Fragmento de la página >>

<<<<

La construcción del socialismo en un solo país es una utopía reaccionaria, y más en un país agrícola y atrasado como la Rusia de 1917. Lenin y Trotsky eran completamente conscientes de ello, pero su actitud no fue la del fatalista que, creyendo que “no hay condiciones”, deja pasar la oportunidad revolucionaria, ni la del idealista que siempre espera a que las condiciones “estén maduras en todas partes”. Aquí se comprueba el papel de la dirección revolucionaria: no dejar pasar los acontecimientos, sino intervenir para transformarlos.

>>>>

Tareas y ejercicios >>
**A)** Responda a las siguientes preguntas sobre el fragmento:
(i) ¿Cómo califica el fragmento la construcción del socialismo en un solo país?
(ii) ¿Qué dos dirigentes eran conscientes de ello?
(iii) ¿Cuál es el papel de la dirección revolucionaria según el fragmento?
**B)** Enumere todos los nombres propios que aparecen en el fragmento.
**C)** Resuma el fragmento en dos oraciones.

Material proporcionado >>
<<<<

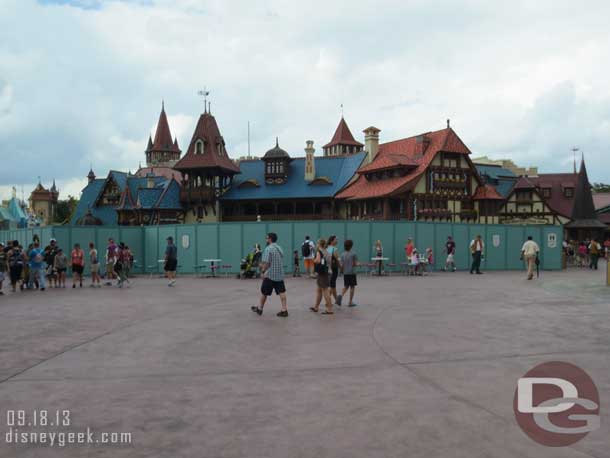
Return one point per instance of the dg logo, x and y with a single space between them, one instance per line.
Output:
556 404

>>>>

Respuestas escritas >>
**A)**
(i) Como una utopía reaccionaria.
(ii) Lenin y Trotsky.
(iii) No dejar pasar los acontecimientos, sino intervenir para transformarlos.

**B)** Rusia, Lenin, Trotsky

**C)** El fragmento sostiene que la construcción del socialismo en un solo país es una utopía reaccionaria, más aún en la Rusia agrícola y atrasada de 1917, y que Lenin y Trotsky eran plenamente conscientes de ello. No obstante, ninguno de los dos adoptó la actitud del fatalista ni la del idealista, lo que comprueba que el papel de la dirección revolucionaria consiste en intervenir para transformar los acontecimientos en lugar de dejarlos pasar.